The complete listing should be restated exactly.

Records of labeled points:
## start
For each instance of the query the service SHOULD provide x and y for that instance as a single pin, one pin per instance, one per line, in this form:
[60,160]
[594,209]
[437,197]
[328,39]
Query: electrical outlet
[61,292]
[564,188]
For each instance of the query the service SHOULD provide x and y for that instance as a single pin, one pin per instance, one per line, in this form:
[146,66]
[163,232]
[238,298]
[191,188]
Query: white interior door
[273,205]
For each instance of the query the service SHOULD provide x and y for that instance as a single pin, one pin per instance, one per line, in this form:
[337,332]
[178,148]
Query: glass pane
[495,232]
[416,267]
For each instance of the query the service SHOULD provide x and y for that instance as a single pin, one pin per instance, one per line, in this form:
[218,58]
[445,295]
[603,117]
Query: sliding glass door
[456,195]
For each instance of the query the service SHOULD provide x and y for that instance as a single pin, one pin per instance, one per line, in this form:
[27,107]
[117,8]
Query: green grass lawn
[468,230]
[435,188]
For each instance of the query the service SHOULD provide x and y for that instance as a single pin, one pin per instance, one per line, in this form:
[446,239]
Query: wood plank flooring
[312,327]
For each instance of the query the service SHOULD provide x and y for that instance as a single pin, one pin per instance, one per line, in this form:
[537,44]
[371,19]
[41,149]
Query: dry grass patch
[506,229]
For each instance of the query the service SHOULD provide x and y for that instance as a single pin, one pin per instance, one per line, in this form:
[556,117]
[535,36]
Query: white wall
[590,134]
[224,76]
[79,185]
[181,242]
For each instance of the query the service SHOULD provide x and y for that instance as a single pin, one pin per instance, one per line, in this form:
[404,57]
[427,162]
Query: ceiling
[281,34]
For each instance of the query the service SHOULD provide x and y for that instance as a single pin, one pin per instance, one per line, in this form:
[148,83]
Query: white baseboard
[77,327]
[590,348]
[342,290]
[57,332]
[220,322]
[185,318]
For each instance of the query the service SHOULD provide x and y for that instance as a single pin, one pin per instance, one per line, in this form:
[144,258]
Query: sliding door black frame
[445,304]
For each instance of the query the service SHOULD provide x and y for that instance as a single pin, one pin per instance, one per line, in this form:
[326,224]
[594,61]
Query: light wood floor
## end
§ **Exercise response**
For each instance of the query the service SHOULD provide x and y for that instance as a single pin, one pin per instance, one per line, in this form:
[60,160]
[594,209]
[437,197]
[328,39]
Query: electrical outlet
[61,292]
[564,188]
For each instance of the query the service SHOULD provide x and y for that instance as a single pin, one pin per instance, one per line, in this form:
[146,66]
[163,232]
[238,298]
[191,188]
Query: white interior door
[273,205]
For each instance of the query the service SHOULD provide x and y for that instance as a single pin, one pin per instance, one per line, in this form:
[337,332]
[178,148]
Query: glass pane
[495,232]
[416,267]
For each instance of the query the service SHOULD provide x and y for that instance as a single pin, one pin per instance, one per line, in this form:
[218,58]
[445,295]
[603,117]
Query: sliding glass door
[456,195]
For each instance of the query the service SHOULD provide x and y for that instance as a single pin, one pin per instance, one per line, in this form:
[27,107]
[117,8]
Query: green grass lawn
[468,230]
[435,188]
For each instance of the query the service SHOULD provide x and y for that instance as a single pin, one pin per instance, one per line, in this form:
[446,239]
Query: wood plank flooring
[312,327]
For each instance of the query the service SHOULD provide x and y for that instance as a single pin, one pin per instance, one per line, in this form:
[537,44]
[371,19]
[41,149]
Query: dry grass patch
[506,229]
For each instance of the query the service SHOULD provide x and y for that instance as a single pin, one pin per instance, one per line, in this form:
[556,117]
[535,36]
Query: white wall
[590,134]
[224,76]
[79,185]
[181,242]
For each instance of the query the service SHOULD provide x and y for that instance as a single pin, one pin per instance, one per line, in this form:
[404,57]
[427,162]
Query: ceiling
[281,34]
For each instance of the query the service SHOULD provide x and y for that instance as a single pin, one pin per instance, one per line, in this form:
[148,83]
Query: white baseboard
[77,327]
[590,348]
[342,290]
[57,332]
[220,322]
[185,318]
For each instance of the query the service SHOULD provide x and y for that instance as a single pin, one pin per instance, one per line, in this form:
[144,258]
Query: sliding door black frame
[445,304]
For each instance of the query the service SHOULD provide x and y for that instance as a single pin, one pin per instance, one per line, in this form:
[326,224]
[594,61]
Query: light wood floor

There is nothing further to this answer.